* START PROVIDED RECORDS *

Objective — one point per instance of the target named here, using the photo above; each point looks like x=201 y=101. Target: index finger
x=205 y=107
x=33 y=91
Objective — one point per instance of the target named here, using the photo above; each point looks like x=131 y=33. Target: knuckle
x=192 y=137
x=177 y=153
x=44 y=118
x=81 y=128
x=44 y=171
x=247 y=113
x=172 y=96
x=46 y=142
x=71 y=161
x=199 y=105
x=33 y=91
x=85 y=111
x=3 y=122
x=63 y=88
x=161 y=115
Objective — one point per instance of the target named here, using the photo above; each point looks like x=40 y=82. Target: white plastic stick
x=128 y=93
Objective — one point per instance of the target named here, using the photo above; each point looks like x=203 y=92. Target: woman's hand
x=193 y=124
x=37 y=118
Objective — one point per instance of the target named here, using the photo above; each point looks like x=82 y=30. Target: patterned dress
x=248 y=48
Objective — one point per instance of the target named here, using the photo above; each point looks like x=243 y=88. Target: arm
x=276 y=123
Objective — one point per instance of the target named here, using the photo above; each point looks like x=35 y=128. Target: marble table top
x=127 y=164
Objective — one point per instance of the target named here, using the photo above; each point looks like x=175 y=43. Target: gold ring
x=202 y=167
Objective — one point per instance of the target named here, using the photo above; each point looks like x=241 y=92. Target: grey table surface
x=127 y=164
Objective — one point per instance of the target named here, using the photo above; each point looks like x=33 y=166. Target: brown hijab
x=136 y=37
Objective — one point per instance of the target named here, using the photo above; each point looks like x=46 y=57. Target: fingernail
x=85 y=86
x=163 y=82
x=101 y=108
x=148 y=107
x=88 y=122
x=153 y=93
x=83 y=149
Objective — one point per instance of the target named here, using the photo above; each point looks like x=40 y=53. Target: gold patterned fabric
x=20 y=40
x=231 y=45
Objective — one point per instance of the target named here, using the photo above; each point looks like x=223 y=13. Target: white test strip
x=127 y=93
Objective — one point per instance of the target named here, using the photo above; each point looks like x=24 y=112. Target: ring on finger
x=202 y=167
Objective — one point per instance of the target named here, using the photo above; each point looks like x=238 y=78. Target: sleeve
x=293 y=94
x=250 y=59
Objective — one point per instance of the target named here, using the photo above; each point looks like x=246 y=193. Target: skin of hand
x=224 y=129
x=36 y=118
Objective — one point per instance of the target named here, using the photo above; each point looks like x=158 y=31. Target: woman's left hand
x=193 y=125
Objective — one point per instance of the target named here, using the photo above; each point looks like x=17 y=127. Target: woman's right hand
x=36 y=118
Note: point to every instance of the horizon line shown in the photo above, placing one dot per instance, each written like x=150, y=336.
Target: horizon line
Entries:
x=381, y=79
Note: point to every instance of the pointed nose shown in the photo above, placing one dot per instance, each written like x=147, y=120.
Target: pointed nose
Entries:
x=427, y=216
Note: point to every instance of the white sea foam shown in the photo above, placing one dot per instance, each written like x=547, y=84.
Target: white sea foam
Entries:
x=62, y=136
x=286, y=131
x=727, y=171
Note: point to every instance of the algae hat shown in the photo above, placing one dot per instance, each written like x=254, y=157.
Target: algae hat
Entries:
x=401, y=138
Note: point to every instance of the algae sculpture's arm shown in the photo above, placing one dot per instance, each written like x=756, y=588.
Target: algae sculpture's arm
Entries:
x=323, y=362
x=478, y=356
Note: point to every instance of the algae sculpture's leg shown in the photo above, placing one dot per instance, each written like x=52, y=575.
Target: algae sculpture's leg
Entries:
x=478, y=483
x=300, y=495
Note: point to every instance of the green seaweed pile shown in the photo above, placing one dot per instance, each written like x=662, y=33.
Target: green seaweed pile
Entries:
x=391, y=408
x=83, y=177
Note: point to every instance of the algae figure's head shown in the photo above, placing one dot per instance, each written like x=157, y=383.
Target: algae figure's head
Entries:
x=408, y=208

* END PROVIDED RECORDS *

■ BRIEF:
Retype the entries one by one, exactly.

■ SOLVED EXERCISE:
Objective — one point per instance of the target named here, using the photo above; each point looks like x=201 y=101. Target: index finger
x=205 y=107
x=33 y=91
Objective — one point per instance of the target named here, using the photo above; each point looks like x=131 y=33. Target: knuckle
x=192 y=137
x=177 y=153
x=44 y=118
x=81 y=128
x=44 y=171
x=247 y=113
x=172 y=96
x=46 y=142
x=71 y=161
x=199 y=105
x=33 y=91
x=85 y=111
x=3 y=122
x=63 y=88
x=161 y=115
Objective — one point per instance of the target named here, using the photo above; each point looks like x=40 y=82. Target: white plastic stick
x=128 y=93
Objective — one point per instance of the target named here, using the photo above; each point looks like x=203 y=92. Target: woman's hand
x=193 y=124
x=37 y=118
Objective — one point per instance of the target named here, using the photo above; each point looks like x=82 y=30. Target: patterned dress
x=248 y=48
Objective — one point per instance of the target named here, using the photo above; each point looks like x=243 y=88. Target: arm
x=276 y=123
Objective — one point per instance of the target named here, using the photo above; each point looks like x=35 y=128. Target: marble table top
x=127 y=164
Objective — one point per instance of the target named here, using the photo above; each point looks like x=175 y=43. Target: gold ring
x=202 y=167
Objective — one point per instance of the target named here, using the photo above; each point looks like x=241 y=92. Target: grey table surface
x=127 y=164
Objective — one point per instance of the target named here, using the photo above; each point looks like x=33 y=166. Target: brown hijab
x=136 y=37
Objective — one point per instance of the target named here, using the photo above; each point looks like x=46 y=57. Target: fingernail
x=85 y=86
x=163 y=82
x=101 y=108
x=148 y=107
x=88 y=122
x=153 y=93
x=83 y=149
Objective — one point per instance of the target named here, using the photo above; each point looks like x=40 y=53. Target: gold patterned fabric
x=20 y=40
x=231 y=45
Objective — one point per instance of the target named here, using the photo above; each point looks like x=223 y=13. Target: white test strip
x=127 y=93
Objective — one point per instance of the target named here, using the photo above; each point looks like x=24 y=112. Target: ring on finger
x=202 y=167
Objective — one point per instance of the target named here, using the photo above; each point looks like x=238 y=78. Target: sleeve
x=293 y=94
x=250 y=59
Objective — one point per instance of the target named here, using the photo above; each point looks like x=246 y=193. Target: skin of hand
x=224 y=129
x=36 y=118
Objective — one point per instance of the target named here, using the photo above; each point looks like x=158 y=31. Target: woman's left hand
x=193 y=125
Objective — one point per instance of the target named here, using the photo above; each point looks like x=17 y=127. Target: woman's right hand
x=36 y=118
Note: point to every instance of the horizon line shown in the photo above, placing one dot per instance, each written like x=150, y=336.
Target: horizon line
Entries:
x=381, y=79
Note: point to every instance of the pointed nose shown in the photo above, placing one dot per instance, each written like x=147, y=120.
Target: pointed nose
Entries:
x=427, y=216
Note: point to every instance of the white sea foam shown in the photo above, placing one dot per instance, each written like x=547, y=84.
Target: white sea foam
Entries:
x=62, y=136
x=286, y=131
x=727, y=171
Note: point to every instance of the algae hat shown in the photo above, placing one dot per instance, each written like x=254, y=157.
Target: algae hat
Entries:
x=401, y=138
Note: point to every instance of the algae sculpture's arm shown in the photo above, placing one dot per instance, each written like x=756, y=588.
Target: algae sculpture's arm
Entries:
x=323, y=362
x=478, y=356
Note: point to every instance of the algae sculpture's leg shown in the photo above, placing one dot per instance, each written like x=52, y=575.
Target: algae sculpture's leg
Entries:
x=478, y=483
x=300, y=495
Note: point to every instance of the green seaweed pile shown in the photo above, placing one dot per instance, each written like x=662, y=33.
Target: green seaweed pile
Entries:
x=391, y=408
x=83, y=177
Note: point to every instance of the algae figure's head shown in the photo above, placing one dot per instance, each written like x=157, y=383.
Target: algae figure's head
Entries:
x=408, y=208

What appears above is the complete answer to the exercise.